Keeping every character intact, repeat the whole listing.
------ INPUT RECORDS ------
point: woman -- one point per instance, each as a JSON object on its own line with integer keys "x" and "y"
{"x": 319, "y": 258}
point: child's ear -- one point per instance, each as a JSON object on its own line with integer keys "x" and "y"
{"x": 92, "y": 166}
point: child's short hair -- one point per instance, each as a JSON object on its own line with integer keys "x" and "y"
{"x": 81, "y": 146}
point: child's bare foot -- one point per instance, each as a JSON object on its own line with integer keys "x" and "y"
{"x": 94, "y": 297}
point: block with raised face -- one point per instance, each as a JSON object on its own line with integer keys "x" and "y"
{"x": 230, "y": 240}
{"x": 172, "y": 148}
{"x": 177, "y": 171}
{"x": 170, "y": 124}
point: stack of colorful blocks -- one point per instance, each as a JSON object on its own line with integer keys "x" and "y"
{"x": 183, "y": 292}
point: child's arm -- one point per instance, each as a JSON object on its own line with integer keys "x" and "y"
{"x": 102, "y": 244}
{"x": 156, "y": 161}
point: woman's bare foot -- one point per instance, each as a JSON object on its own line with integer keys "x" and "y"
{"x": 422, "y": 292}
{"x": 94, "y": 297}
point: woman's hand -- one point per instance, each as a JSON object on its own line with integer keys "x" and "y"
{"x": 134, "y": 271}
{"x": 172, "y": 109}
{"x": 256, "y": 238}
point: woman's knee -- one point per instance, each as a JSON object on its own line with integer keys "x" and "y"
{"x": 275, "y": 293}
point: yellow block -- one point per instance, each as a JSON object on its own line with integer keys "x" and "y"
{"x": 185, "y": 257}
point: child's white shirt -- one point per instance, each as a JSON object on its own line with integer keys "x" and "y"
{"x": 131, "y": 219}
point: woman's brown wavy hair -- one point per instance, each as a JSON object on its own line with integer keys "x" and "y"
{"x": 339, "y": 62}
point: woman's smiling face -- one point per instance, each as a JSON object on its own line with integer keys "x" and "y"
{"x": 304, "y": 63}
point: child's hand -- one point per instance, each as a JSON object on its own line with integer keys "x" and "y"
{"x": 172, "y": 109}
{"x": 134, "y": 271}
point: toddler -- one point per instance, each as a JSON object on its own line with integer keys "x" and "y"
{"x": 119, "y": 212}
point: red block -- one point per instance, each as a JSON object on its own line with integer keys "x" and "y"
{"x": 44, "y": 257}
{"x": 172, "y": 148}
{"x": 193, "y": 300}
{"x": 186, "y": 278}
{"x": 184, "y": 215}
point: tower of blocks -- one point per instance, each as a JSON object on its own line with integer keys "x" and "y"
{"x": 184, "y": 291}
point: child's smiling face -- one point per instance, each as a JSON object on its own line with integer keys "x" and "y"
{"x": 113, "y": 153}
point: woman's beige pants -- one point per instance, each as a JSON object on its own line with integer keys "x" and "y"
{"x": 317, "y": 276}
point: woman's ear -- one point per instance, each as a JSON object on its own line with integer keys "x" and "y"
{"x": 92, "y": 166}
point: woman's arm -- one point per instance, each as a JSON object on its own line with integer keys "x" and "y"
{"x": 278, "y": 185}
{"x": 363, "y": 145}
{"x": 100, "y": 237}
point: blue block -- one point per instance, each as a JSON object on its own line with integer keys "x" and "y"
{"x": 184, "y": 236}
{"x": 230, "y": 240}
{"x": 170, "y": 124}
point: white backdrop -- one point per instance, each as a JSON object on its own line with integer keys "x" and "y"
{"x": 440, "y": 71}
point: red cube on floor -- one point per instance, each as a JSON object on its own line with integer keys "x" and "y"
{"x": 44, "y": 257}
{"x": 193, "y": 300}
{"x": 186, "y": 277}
------
- [RESULT FOR THIS TASK]:
point: woman -- one point per instance, each as a JSON object on its own line with integer keys "x" and "y"
{"x": 319, "y": 258}
point: child's ear -- one point per instance, each as a JSON object on its own line with integer keys "x" and "y"
{"x": 92, "y": 166}
point: child's short hair -- one point per instance, each as a JSON object on its own line with integer keys "x" and "y"
{"x": 81, "y": 146}
point: child's bare foot -- one point per instance, each as a JSON object on its own line with integer keys "x" and "y"
{"x": 94, "y": 297}
point: block with raised face -- one point per instance, each as a JSON object on its own line with integer keys "x" and "y"
{"x": 230, "y": 240}
{"x": 172, "y": 148}
{"x": 177, "y": 171}
{"x": 170, "y": 124}
point: stack of colorful blocks -- one point per instance, each as a JSON object on its own line with integer keys "x" and "y"
{"x": 183, "y": 292}
point: child's arm -- one point per instance, each as a JSON object on its own line with integer keys "x" and "y"
{"x": 102, "y": 244}
{"x": 156, "y": 161}
point: woman's bare foot -- one point per instance, each as a JSON object on its own line with integer keys "x" and "y"
{"x": 422, "y": 292}
{"x": 94, "y": 297}
point: woman's hand -- one point per instance, each as a JSON object on its own line with integer keys "x" and "y"
{"x": 134, "y": 271}
{"x": 172, "y": 109}
{"x": 256, "y": 238}
point: woman's knee -- one point per instance, each as a JSON object on its own line with integer keys "x" and "y"
{"x": 275, "y": 293}
point: yellow block -- one point per instance, each as a JSON object on its own line with integer keys "x" and "y"
{"x": 185, "y": 257}
point: child's white shirt -- one point per instance, each as a JSON object on its own line with integer keys "x" and "y"
{"x": 131, "y": 219}
point: woman's brown wavy hair -- one point per instance, each as a JSON object on its own line with integer keys "x" and "y"
{"x": 339, "y": 62}
point: woman's smiling face -- one point per instance, each as a JSON object on its own line with integer keys "x" and "y"
{"x": 304, "y": 63}
point: child's hand -- one point per instance, each as a JSON object on its own line with integer keys "x" and "y"
{"x": 172, "y": 109}
{"x": 134, "y": 271}
point: toddler -- one point per instance, each as a JSON object on its own line with integer keys "x" and "y"
{"x": 119, "y": 212}
point: red block -- one point per instance, each as a JSON object on its own line with integer keys "x" and "y"
{"x": 44, "y": 257}
{"x": 172, "y": 148}
{"x": 193, "y": 300}
{"x": 186, "y": 278}
{"x": 184, "y": 215}
point: tower of blocks -- one point per instance, each as a JSON object on its own line with integer keys "x" and "y"
{"x": 184, "y": 291}
point: child's smiling face -- one point per instance, each as a JSON object on its own line with integer keys "x" and "y"
{"x": 113, "y": 153}
point: woman's beige pants -- one point per instance, each as a JSON object on its own line with integer keys "x" and "y"
{"x": 317, "y": 276}
point: woman's ear -- one point per instance, each as a JSON object on its own line with integer keys "x" and "y"
{"x": 92, "y": 166}
point: woman's arm -- one point per instance, each as a JSON object on its own line with integer keys "x" and "y"
{"x": 278, "y": 185}
{"x": 363, "y": 145}
{"x": 100, "y": 237}
point: blue block -- one point per instance, each as a JSON object on its own line with integer keys "x" and "y"
{"x": 184, "y": 236}
{"x": 230, "y": 240}
{"x": 170, "y": 124}
point: white backdrop -- one point per instance, each as a JSON object on its own line with integer keys "x" and "y"
{"x": 440, "y": 71}
point: red cube on floor -- one point per instance, each as a JSON object on its own line with integer keys "x" and "y"
{"x": 44, "y": 257}
{"x": 193, "y": 300}
{"x": 186, "y": 277}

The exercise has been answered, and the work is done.